TASKS TO CARRY OUT —
1. In the passage on water quality and effects on prey, how soon is the sediment plume from pile extraction expected to settle out of the water column?
2. Write out everything in the water quality passage from "Fishes utilize the" down to "1999; Fay, 2009).".
3. Carry the passage on construction effects on water quality and marine mammal prey forward from its final sentence.

EXTRACTED TEXT —

:::::

Water quality--Temporary and localized reduction in water quality
will occur as a result of in-water construction activities. Most of
this effect would occur during the installation and removal of piles
when bottom sediments are disturbed. The installation and removal of
piles would disturb bottom sediments and may cause a temporary increase
in suspended sediment in the project area. During pile extraction,
sediment attached to the pile moves vertically through the water column
until gravitational forces cause it to slough off under its own weight.
The small resulting sediment plume is expected to settle out of the
water column within a few hours. Studies of the effects of turbid water
on fish (marine mammal prey) suggest that concentrations of suspended
sediment can reach thousands of milligrams per liter before an acute
toxic reaction is expected (Burton, 1993).
Effects to turbidity and sedimentation are expected to be short-
term, minor, and localized. Turbidity within the water column has the
potential to reduce the level of oxygen in the water and irritate the
gills of prey fish species in the proposed project area. However,
turbidity plumes associated with the project would be temporary and
localized, and fish in the proposed project area would be able to move
away from and avoid the areas where plumes may occur. Therefore, it is
expected that the impacts on prey fish species from turbidity, and
therefore on marine mammals, would be minimal and temporary. In
general, the area likely impacted by the proposed construction
activities is relatively small compared to the available marine mammal
habitat in Narragansett Bay.
Potential Effects on Prey. Sound may affect marine mammals through
impacts on the abundance, behavior, or distribution of prey species
(e.g., crustaceans, cephalopods, fishes, zooplankton). Marine mammal
prey varies by species, season, and location and, for some, is not well
documented. Studies regarding the effects of noise on known marine
mammal prey are described here.
Fishes utilize the soundscape and components of sound in their
environment to perform important functions such as foraging, predator
avoidance, mating, and spawning (e.g., Zelick et al., 1999; Fay, 2009).

:::::

RECORDS PROVIDED —
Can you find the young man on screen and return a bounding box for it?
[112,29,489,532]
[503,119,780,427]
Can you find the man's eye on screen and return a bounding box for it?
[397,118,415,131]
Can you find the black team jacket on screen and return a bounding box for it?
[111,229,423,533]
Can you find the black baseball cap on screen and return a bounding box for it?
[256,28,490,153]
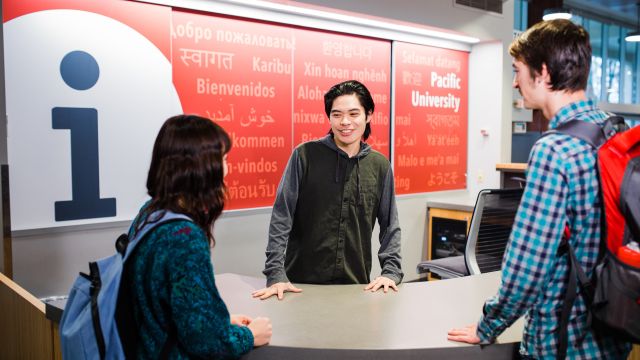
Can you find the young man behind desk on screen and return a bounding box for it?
[253,80,402,299]
[448,20,630,359]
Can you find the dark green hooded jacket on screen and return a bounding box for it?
[264,135,403,286]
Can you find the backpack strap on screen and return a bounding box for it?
[545,115,628,149]
[116,210,193,262]
[556,229,595,360]
[116,210,193,360]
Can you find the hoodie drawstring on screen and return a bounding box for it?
[356,157,362,205]
[336,151,340,184]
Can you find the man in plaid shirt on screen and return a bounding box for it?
[448,20,630,359]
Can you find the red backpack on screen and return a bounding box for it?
[547,116,640,359]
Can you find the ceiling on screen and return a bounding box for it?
[564,0,639,27]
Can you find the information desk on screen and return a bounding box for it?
[47,272,523,360]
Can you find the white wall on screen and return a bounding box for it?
[1,0,513,297]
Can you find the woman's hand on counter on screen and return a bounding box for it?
[230,314,253,326]
[447,324,480,344]
[251,282,302,300]
[364,276,398,293]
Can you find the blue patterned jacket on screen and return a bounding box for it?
[477,101,630,359]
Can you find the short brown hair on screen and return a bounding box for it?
[509,19,591,92]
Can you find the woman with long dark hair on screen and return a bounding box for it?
[124,115,271,359]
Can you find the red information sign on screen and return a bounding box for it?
[394,42,469,194]
[293,29,391,158]
[172,11,294,209]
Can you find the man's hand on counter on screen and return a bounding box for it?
[251,282,302,300]
[447,324,480,344]
[364,276,398,293]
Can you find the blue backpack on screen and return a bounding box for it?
[60,211,192,359]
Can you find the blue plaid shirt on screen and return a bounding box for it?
[477,101,630,359]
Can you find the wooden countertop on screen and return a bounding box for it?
[496,163,527,172]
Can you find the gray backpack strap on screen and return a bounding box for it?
[124,210,193,260]
[545,116,628,149]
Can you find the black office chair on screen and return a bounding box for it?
[417,189,523,279]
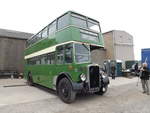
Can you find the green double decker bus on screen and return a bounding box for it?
[24,11,109,103]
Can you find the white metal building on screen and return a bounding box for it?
[103,30,134,67]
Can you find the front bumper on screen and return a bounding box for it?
[72,76,110,93]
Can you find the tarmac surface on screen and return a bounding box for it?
[0,77,150,113]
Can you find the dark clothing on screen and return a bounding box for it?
[111,66,116,79]
[134,64,138,71]
[140,67,149,80]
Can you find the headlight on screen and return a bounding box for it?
[80,73,86,81]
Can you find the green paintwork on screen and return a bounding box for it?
[24,10,104,88]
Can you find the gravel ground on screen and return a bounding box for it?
[0,78,150,113]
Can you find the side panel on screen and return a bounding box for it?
[141,49,150,69]
[25,64,87,88]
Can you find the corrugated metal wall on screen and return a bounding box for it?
[103,30,134,67]
[113,31,134,67]
[0,37,25,73]
[91,49,106,65]
[103,32,115,60]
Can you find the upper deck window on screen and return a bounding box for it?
[58,14,69,30]
[49,20,56,36]
[88,19,100,32]
[71,14,87,28]
[71,13,100,32]
[42,27,48,38]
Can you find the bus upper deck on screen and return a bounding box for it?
[25,11,104,55]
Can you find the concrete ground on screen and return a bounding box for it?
[0,77,150,113]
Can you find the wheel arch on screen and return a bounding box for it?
[56,72,73,90]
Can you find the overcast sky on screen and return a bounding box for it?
[0,0,150,59]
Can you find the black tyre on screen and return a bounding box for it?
[57,78,76,103]
[27,73,33,86]
[95,85,108,95]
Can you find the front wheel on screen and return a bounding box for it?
[95,85,108,95]
[57,78,76,103]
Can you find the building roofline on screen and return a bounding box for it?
[0,28,33,40]
[102,30,133,37]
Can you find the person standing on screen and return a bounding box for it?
[134,63,138,76]
[111,64,116,79]
[140,63,150,95]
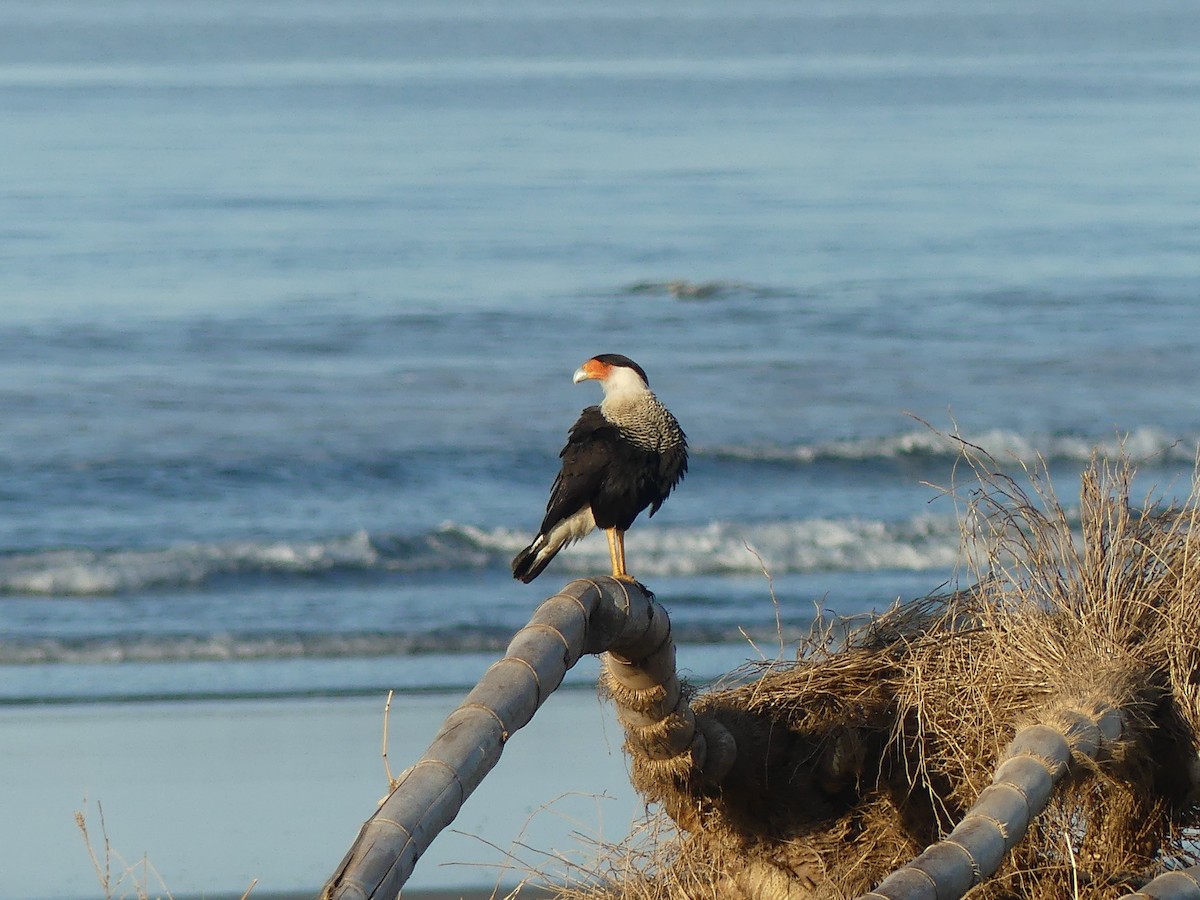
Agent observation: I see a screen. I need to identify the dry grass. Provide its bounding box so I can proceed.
[74,802,258,900]
[552,444,1200,900]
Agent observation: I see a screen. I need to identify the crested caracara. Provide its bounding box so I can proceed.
[512,353,688,584]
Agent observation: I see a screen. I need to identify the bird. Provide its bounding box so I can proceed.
[512,353,688,584]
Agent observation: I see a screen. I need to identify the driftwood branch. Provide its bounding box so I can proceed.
[320,577,724,900]
[864,703,1123,900]
[1121,865,1200,900]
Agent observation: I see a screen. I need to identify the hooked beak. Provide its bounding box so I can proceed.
[571,359,608,384]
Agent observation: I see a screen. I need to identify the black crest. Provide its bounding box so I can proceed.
[592,353,650,388]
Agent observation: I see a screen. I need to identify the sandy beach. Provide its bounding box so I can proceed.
[0,690,641,900]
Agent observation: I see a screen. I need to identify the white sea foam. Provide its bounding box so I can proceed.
[457,516,960,576]
[0,516,959,596]
[0,532,379,595]
[697,428,1200,464]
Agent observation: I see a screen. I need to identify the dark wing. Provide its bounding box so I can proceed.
[650,432,688,516]
[541,407,619,534]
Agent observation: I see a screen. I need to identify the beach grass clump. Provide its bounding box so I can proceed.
[562,445,1200,900]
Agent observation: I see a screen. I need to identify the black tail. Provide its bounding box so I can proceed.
[512,534,559,584]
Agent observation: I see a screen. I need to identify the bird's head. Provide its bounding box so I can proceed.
[574,353,650,396]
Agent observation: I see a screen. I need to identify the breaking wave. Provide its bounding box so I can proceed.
[0,516,959,596]
[700,428,1200,466]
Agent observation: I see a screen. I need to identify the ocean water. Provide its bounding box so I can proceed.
[0,0,1200,704]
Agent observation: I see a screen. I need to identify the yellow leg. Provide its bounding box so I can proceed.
[605,528,635,581]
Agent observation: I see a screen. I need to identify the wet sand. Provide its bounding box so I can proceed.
[0,690,642,900]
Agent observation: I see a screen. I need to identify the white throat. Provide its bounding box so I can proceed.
[600,367,654,418]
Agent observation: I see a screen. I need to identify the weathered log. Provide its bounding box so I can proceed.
[863,702,1124,900]
[320,576,703,900]
[1121,865,1200,900]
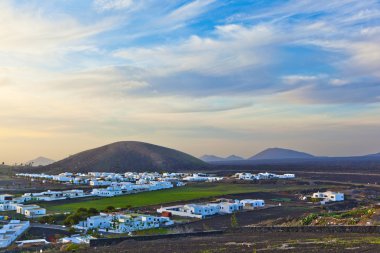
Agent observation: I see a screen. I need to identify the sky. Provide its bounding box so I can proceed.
[0,0,380,163]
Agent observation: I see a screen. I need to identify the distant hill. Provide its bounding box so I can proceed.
[26,156,55,167]
[199,155,224,162]
[367,153,380,157]
[248,148,315,160]
[29,141,208,174]
[199,155,244,162]
[224,155,244,161]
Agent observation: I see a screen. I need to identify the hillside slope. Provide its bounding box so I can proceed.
[33,141,207,174]
[26,156,55,167]
[249,148,314,160]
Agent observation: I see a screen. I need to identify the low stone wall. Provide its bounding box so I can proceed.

:::::

SET OF ANSWERS —
1. Within a few hours.

2.
Fishes utilize the soundscape and components of sound in their
environment to perform important functions such as foraging, predator
avoidance, mating, and spawning (e.g., Zelick et al., 1999; Fay, 2009).

3.
Depending on their hearing anatomy and peripheral sensory structures,
which vary among species, fishes hear sounds using pressure and
particle motion sensitivity capabilities and detect the motion of
surrounding water (Fay et al., 2008). The potential effects of noise on
fishes depends on the overlapping frequency range, distance from the
sound source, water depth of exposure, and species-specific hearing
sensitivity, anatomy, and physiology. Key impacts to fishes may include
behavioral responses, hearing damage, barotrauma (pressure-related
injuries), and mortality.
Fish react to sounds that are especially strong and/or intermittent
low-frequency sounds, and behavioral responses such as flight or
avoidance are the most likely effects. Short duration, sharp sounds can
cause overt or subtle changes in fish behavior and local distribution.
The reaction of fish to noise depends on the physiological state of the
fish, past exposures, motivation (e.g., feeding, spawning, migration),
and other environmental factors. (Hastings and Popper, 2005) identified
several studies that suggest fish may relocate to avoid certain areas
of sound energy. Additional studies have documented effects of pile
driving on fishes (e.g. Scholik and Yan, 2001, 2002; Popper
[[Page 42949]]
and Hastings, 2009). Several studies have demonstrated that impulse
sounds might affect the distribution and behavior of some fishes,
potentially impacting foraging opportunities or increasing energetic
costs (e.g., Fewtrell and McCauley, 2012; Pearson et al., 1992; Skalski
et al., 1992; Santulli et al., 1999; Paxton et al., 2017). However,
some studies have shown no or slight reaction to impulse sounds (e.g.,
Pe[ntilde]a et al., 2013; Wardle et al., 2001; Jorgenson and Gyselman,
2009; Cott et al., 2012). More commonly, though, the impacts of noise
on fishes are temporary.
SPLs of sufficient strength have been known to cause injury to
fishes and fish mortality (summarized in Popper et al., 2014). However,
in most fish species, hair cells in the ear continuously regenerate and
loss of auditory function likely is restored when damaged cells are
replaced with new cells. Halvorsen et al. (2012b) showed that a TTS of
4 to 6 dB was recoverable within 24 hours for one species. Impacts
would be most severe when the individual fish is close to the source
and when the duration of exposure is long. Injury caused by barotrauma
can range from slight to severe and can cause death, and is most likely
for fish with swim bladders. Barotrauma injuries have been documented
during controlled exposure to impact pile driving (Halvorsen et al.,
2012a; Casper et al., 2013, 2017).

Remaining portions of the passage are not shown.